Repeat all of the material exactly as given.

[Data extracted from a collection]
<<<<

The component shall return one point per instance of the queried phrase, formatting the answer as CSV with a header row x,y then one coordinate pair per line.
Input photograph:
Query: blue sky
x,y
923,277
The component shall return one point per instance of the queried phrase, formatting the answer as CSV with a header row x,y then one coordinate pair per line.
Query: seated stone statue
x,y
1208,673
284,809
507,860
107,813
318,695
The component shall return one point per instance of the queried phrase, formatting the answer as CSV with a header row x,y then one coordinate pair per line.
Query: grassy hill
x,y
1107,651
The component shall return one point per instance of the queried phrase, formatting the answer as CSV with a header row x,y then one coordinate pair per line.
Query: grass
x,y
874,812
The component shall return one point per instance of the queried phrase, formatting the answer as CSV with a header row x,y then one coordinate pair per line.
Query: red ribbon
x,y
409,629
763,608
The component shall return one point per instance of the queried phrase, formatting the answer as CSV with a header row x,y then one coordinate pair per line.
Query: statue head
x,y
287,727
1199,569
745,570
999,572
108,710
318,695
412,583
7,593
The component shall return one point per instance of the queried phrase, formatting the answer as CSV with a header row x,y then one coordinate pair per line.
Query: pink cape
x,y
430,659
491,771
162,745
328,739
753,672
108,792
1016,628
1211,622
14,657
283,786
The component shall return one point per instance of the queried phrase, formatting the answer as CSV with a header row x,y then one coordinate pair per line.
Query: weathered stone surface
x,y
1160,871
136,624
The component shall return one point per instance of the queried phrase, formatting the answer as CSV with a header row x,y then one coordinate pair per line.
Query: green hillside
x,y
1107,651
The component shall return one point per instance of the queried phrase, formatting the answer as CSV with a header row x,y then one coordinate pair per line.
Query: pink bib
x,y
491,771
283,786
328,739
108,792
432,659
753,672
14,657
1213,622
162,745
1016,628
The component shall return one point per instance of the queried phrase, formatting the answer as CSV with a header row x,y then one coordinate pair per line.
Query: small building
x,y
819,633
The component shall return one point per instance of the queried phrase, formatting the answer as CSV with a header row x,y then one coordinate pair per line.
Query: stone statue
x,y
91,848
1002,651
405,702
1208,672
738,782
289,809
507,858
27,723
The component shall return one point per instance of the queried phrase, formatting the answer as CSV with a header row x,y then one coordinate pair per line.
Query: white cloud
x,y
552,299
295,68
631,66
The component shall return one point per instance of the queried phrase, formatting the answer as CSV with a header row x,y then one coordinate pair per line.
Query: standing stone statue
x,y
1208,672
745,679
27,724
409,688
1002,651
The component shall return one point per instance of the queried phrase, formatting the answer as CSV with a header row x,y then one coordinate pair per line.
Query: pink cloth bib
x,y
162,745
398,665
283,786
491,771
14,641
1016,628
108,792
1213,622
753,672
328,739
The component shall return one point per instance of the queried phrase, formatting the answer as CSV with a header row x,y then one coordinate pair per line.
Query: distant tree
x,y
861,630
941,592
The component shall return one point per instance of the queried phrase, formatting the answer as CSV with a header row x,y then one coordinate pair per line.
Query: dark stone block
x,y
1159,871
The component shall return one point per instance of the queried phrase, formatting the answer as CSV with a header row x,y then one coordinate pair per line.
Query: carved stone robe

>>>>

* **Solution**
The component shall return one point per instance of the queried phrase, formatting the answer as CSV with a header row x,y then one coordinate pair per line.
Input photograph:
Query: blue sky
x,y
923,277
The component shall return one point per instance of the queried phrase, formatting the answer as CSV with a header row x,y then one coordinate pair per line.
Query: seated stone statue
x,y
1208,673
284,809
507,860
107,813
318,695
The component shall return one point per instance of the queried phrase, formatting the answer as CSV with a header row x,y then one coordinate pair per line.
Query: grassy hill
x,y
1107,651
The component shall return one point per instance of the queried phrase, formatting the answer as CSV with a header row x,y then one coordinate pair per line.
Query: grass
x,y
874,812
The component shall return one point per instance of the queried phrase, formatting the answer as CSV with a header row x,y then one coordinate pair per line.
Query: red ribbon
x,y
409,629
763,608
The component shall return one point per instance of the queried phrase, formatting the answer as CSV with a header row x,y then one coordinate pair per line.
Query: statue head
x,y
287,727
1199,569
745,570
999,572
108,710
318,695
412,583
7,593
The component shall return one point per instance of the queried phrase, formatting the answer as CSV with a header row x,y then one coordinate pair per line.
Query: pink cape
x,y
430,659
491,771
162,745
328,739
753,672
108,792
1016,628
1211,622
14,657
283,786
The component shall return one point per instance of the queried phrase, formatting the answer as CSV with a header row x,y then one coordinate pair per line.
Query: weathered stone surface
x,y
1160,871
136,624
The component shall return one point per instance of the queried phrase, formatting the answer as CSV with a header row x,y then one coordinate pair per line.
Query: green hillside
x,y
1107,651
The component shall return one point per instance of the queried phrase, formatting the answer as CSV with a header row x,y then one coordinate pair per line.
Query: pink bib
x,y
491,771
283,786
328,739
108,792
432,659
753,672
14,657
1213,622
162,745
1016,628
The component shall return one point per instance of the queried phrase, formatting the answer as CSV with a header row x,y then one coordinate pair per line.
Query: small building
x,y
819,633
The component shall return one point per instance of the queried phrase, formatting the answer as CSV with a header row x,y then one coordinate pair per line.
Query: stone statue
x,y
91,848
1002,651
405,702
1208,672
738,782
289,809
507,858
27,723
The component shall return one point per instance of the queried phrase, formatting the answer as CSV with a header row x,y then one coordinate pair per line.
Query: white cloud
x,y
552,299
295,68
631,66
The component shall return one point per instance of the queried phrase, formatting the answer as CSV with a header row x,y then one coordinate pair per line.
Query: standing stone statue
x,y
1208,672
745,679
27,724
409,688
1002,651
The component shall return one point per instance of the queried phrase, formatting the answer as CSV with a header row x,y then one coordinate pair per line.
Query: pink cloth bib
x,y
162,745
398,665
283,786
491,771
14,641
1016,628
108,792
1213,622
753,672
328,739
The component shall return one point per instance of the queried phrase, formatting the answer as CSV with a header row x,y then one coordinate pair per line.
Query: distant tree
x,y
861,630
941,592
The component shall return one point per instance of the queried phrase, formatting the answer as CSV with a header row x,y then one coordinate pair per line.
Query: dark stone block
x,y
1159,871
The component shall return one point per instance of the queried phrase, formatting the answer as CSV with a header row x,y then one coordinate pair per line.
Query: carved stone robe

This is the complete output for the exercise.